### AIM
Render every line of the records below as a JSON list of strings, one string per line, with blank lines left out.

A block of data

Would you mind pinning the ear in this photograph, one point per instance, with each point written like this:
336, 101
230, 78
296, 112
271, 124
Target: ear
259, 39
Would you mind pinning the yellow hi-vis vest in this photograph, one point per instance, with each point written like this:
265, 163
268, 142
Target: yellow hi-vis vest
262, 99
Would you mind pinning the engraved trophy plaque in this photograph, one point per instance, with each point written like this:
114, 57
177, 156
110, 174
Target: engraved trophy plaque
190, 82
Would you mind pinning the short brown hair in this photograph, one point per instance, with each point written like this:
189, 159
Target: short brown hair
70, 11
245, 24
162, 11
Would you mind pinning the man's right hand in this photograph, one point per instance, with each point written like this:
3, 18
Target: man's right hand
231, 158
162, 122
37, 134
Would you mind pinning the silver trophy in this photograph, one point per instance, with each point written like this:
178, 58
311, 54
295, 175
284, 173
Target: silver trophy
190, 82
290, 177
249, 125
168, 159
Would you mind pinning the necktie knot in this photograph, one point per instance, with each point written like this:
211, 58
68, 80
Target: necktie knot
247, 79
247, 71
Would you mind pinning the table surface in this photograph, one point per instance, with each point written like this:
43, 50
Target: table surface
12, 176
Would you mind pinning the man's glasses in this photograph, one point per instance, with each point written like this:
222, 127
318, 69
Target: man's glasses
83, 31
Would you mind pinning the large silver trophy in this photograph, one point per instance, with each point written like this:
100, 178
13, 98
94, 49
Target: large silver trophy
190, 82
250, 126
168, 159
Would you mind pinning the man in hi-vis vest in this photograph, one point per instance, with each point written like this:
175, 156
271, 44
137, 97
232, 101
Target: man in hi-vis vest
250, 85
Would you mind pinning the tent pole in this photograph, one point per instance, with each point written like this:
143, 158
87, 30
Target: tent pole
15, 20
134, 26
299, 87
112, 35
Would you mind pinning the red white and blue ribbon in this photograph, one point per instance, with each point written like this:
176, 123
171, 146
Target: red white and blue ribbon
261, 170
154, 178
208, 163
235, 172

### OUTPUT OF THE EXERCISE
[
  "Would you mind pinning the ear in this photograph, one point per instance, with each point written like this:",
  "336, 101",
  "230, 78",
  "296, 112",
  "271, 124",
  "Target: ear",
  "259, 39",
  "Would you mind pinning the yellow hi-vis vest in this photograph, one point per instance, with each point written like this:",
  "265, 163",
  "268, 142",
  "Target: yellow hi-vis vest",
  "262, 99",
  "Would you mind pinning the engraved trophy plaque in this photograph, one point per instance, with each point written like this:",
  "114, 57",
  "177, 156",
  "110, 174",
  "Target: engraved trophy plaque",
  "190, 82",
  "Would you mind pinning the short brown hair in this photograph, one point per instance, with each point written like this:",
  "189, 159",
  "Target: short brown hair",
  "70, 11",
  "245, 24",
  "162, 11",
  "Would you mind pinning the man's right hand in this photograph, one point per instance, with each point written like this:",
  "3, 18",
  "Target: man's right hand",
  "231, 158",
  "162, 122",
  "37, 134",
  "Would you mind pinning the silver trophy in this photograph, one point per instance, with each point written like this:",
  "178, 58",
  "311, 54",
  "295, 175",
  "284, 173",
  "Target: silver trophy",
  "190, 82",
  "290, 177",
  "249, 125",
  "168, 159",
  "Would you mind pinning the necktie knot in this photograph, one point per instance, with each point written like this:",
  "211, 58",
  "68, 80",
  "Target: necktie knot",
  "247, 79",
  "247, 71",
  "Would you mind pinning the table surface in this photograph, one point per instance, with each point written like this:",
  "43, 50",
  "Target: table surface",
  "12, 176",
  "Would you mind pinning the man's glasses in this photograph, one point per instance, with each point written like this:",
  "222, 127",
  "318, 69",
  "Target: man's glasses",
  "83, 31",
  "Would you mind pinning the large silver trophy in this photograph, one point per instance, with each point written like this:",
  "100, 178",
  "13, 98",
  "94, 49",
  "Target: large silver trophy",
  "190, 82",
  "250, 126",
  "168, 159",
  "Would you mind pinning the man in hi-vis vest in this photograph, one point per instance, with each point written like this:",
  "175, 156",
  "271, 44",
  "137, 97",
  "232, 101",
  "Target: man in hi-vis vest",
  "250, 85",
  "Would you mind pinning the tent pole in this photograph, one point per instance, with each point written like this:",
  "143, 158",
  "87, 30",
  "Target: tent pole",
  "15, 20",
  "134, 26",
  "299, 87",
  "112, 35",
  "Would you mind pinning the red white and blue ribbon in this photograph, one point per instance, with each point written like this:",
  "176, 123",
  "171, 146",
  "Target: red white and blue ribbon",
  "261, 170",
  "154, 178",
  "208, 163",
  "235, 172"
]